## Problem description
From the first line to the last, return the data exactly as written.

## Stored data entries
+ + + + +

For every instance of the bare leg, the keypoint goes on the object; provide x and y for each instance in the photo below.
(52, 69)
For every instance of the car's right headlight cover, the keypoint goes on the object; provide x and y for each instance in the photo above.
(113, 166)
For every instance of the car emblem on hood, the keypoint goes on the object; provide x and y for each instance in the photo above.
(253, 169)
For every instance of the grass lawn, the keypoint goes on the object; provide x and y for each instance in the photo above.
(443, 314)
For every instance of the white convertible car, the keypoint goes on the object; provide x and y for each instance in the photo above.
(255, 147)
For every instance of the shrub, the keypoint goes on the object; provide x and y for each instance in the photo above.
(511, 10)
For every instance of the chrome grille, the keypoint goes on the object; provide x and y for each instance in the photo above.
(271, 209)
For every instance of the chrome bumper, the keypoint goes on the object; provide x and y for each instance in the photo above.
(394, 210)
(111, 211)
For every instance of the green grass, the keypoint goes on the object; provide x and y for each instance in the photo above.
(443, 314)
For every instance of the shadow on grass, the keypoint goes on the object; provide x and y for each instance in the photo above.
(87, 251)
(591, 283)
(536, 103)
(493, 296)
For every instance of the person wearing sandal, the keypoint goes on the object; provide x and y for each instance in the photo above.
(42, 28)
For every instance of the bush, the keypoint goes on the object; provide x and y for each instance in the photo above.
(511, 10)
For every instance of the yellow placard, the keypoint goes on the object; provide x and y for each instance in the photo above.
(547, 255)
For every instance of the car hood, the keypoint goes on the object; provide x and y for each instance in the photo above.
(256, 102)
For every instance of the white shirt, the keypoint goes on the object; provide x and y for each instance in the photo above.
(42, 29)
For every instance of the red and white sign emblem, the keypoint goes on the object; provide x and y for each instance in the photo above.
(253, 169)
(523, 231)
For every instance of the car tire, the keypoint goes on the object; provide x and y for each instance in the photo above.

+ + + + +

## Solution for this problem
For every instance of the bare leg, the keypoint goes on the object; provide x and y for each instance in the photo below.
(52, 69)
For every instance of the car's right headlight cover, the keypoint goes on the object; provide x and y for each instance in the photo above.
(113, 166)
For every instance of the car emblem on hood, the keypoint goes on the object; provide x and y for each instance in the photo above.
(253, 169)
For every instance of the grass lawn, the keypoint goes on the object; provide x and y for each instance in the photo above.
(443, 314)
For every instance of the white convertible car, the keypoint goes on the object; provide x and y for each instance in the photo above.
(255, 147)
For every instance of the shrub, the keypoint goes on the object; provide x and y for each instance in the photo above.
(511, 10)
For every instance of the chrome grille, the keypoint goes on the object; provide x and y for each instance in the photo above.
(271, 209)
For every instance of the chrome bumper, the keypoint goes on the object; provide x and y for each instance in the photo above.
(394, 210)
(111, 211)
For every instance of the green grass, the keypoint goes on the object; provide x and y for each instance in the photo above.
(443, 314)
For every instance of the shadow on grass, the keypoint goes on the object; provide x and y for each instance in the photo above.
(87, 251)
(591, 283)
(536, 103)
(493, 296)
For every instance of the person wearing sandal, the keypoint goes on the object; provide x and y for each instance in the photo above.
(42, 28)
For every instance of the bush, the keypoint goes on the object; provide x and y for each instance in the photo above.
(511, 10)
For every instance of the yellow placard, the keypoint goes on the object; provide x and y for each instance in the photo above.
(547, 255)
For every instance of the car hood, the keypoint goes on the object; provide x and y for each instance in the photo above.
(256, 102)
For every instance of the white shirt, the keypoint goes on the object; provide x and y for each instance in the photo above.
(42, 29)
For every instance of the red and white sign emblem, the keypoint goes on the object; provide x and y for each instance in the photo above.
(253, 169)
(523, 231)
For every instance of the car tire, the keypoint goes on the object; provide x and y for each instance in the photo above.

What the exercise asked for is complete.